**REQUIREMENTS**
Recast all of the rows below as a numbered list, dropping any blank lines and leaving the pictures out of your answer.

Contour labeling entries
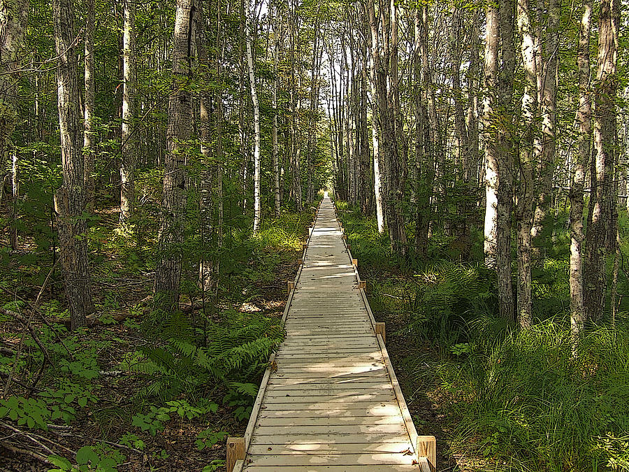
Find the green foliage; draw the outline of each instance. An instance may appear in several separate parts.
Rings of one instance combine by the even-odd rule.
[[[147,431],[151,436],[155,436],[157,431],[162,431],[164,423],[171,420],[174,413],[181,419],[192,420],[208,413],[216,413],[218,405],[210,403],[203,407],[194,407],[185,400],[172,400],[166,402],[166,406],[157,408],[152,406],[150,410],[145,413],[138,413],[133,417],[131,424],[142,431]]]
[[[591,331],[573,353],[570,331],[549,322],[513,333],[462,364],[442,364],[456,448],[544,470],[626,465],[629,332]],[[624,470],[626,470],[625,469]]]
[[[41,400],[23,396],[10,396],[0,400],[0,417],[8,417],[18,426],[26,424],[29,428],[37,427],[48,429],[48,421],[52,413]]]
[[[146,443],[140,438],[140,436],[133,433],[125,433],[120,438],[120,441],[118,443],[122,445],[134,448],[140,451],[144,450],[145,448],[146,448]]]
[[[51,455],[48,459],[57,467],[48,469],[48,472],[117,472],[117,466],[126,458],[119,450],[99,443],[94,446],[84,445],[79,449],[76,452],[76,466],[60,456]]]
[[[197,331],[196,343],[189,338],[171,337],[163,346],[141,349],[144,362],[131,370],[150,375],[157,380],[147,393],[173,398],[179,392],[208,389],[231,378],[253,378],[266,366],[272,349],[282,339],[283,330],[275,318],[229,311],[221,322],[207,322],[204,332]],[[171,334],[189,332],[180,317],[166,329]],[[202,342],[205,345],[201,345]]]
[[[203,467],[202,472],[215,472],[215,471],[217,471],[221,467],[224,466],[225,461],[215,459],[210,464]]]
[[[224,431],[214,431],[211,429],[204,429],[196,435],[194,443],[198,450],[202,451],[207,448],[212,448],[227,437]]]

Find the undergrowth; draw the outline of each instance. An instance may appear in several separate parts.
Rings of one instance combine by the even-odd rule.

**RESULT FOR THIS EXERCISE**
1. Find the green foliage; draw the outline of each instance. An instance may appear in several separate parts.
2. Rings of one instance combine by the even-odd rule.
3. [[[147,431],[151,436],[155,436],[157,431],[162,431],[164,423],[171,420],[174,413],[181,419],[192,420],[208,413],[216,413],[218,405],[210,403],[203,407],[194,407],[185,400],[172,400],[166,402],[166,406],[157,408],[152,406],[150,410],[145,413],[138,413],[133,417],[131,424],[142,431]]]
4. [[[591,331],[573,353],[570,331],[549,322],[513,333],[462,364],[442,364],[456,448],[544,470],[626,465],[629,332]],[[624,470],[626,470],[625,469]]]
5. [[[41,400],[23,396],[10,396],[0,400],[0,417],[8,417],[18,426],[26,424],[29,428],[37,427],[48,429],[48,421],[52,413]]]
6. [[[146,443],[140,438],[140,436],[133,433],[125,433],[120,438],[120,441],[118,443],[122,445],[134,448],[140,451],[144,450],[145,448],[146,448]]]
7. [[[51,455],[48,459],[57,467],[48,469],[48,472],[117,472],[117,466],[126,458],[119,450],[99,443],[94,446],[84,445],[79,449],[76,452],[76,466],[60,456]]]
8. [[[197,331],[196,343],[189,338],[171,337],[163,346],[141,349],[144,362],[131,370],[150,375],[157,380],[147,393],[173,398],[179,392],[208,389],[231,378],[253,378],[266,366],[272,349],[282,339],[283,330],[275,318],[229,311],[221,322],[207,322],[204,332]],[[171,334],[189,332],[180,317],[166,329]],[[202,342],[205,345],[201,345]]]
9. [[[203,467],[202,472],[215,472],[215,471],[217,471],[221,467],[224,466],[225,461],[215,459],[210,464]]]
10. [[[224,431],[214,431],[211,429],[204,429],[196,435],[194,443],[198,450],[202,451],[207,448],[212,448],[227,437]]]
11. Find the undergrowth; draw the outline of each instance. An instance may appear in several separate parts.
12. Rings of one instance combine by the even-odd rule.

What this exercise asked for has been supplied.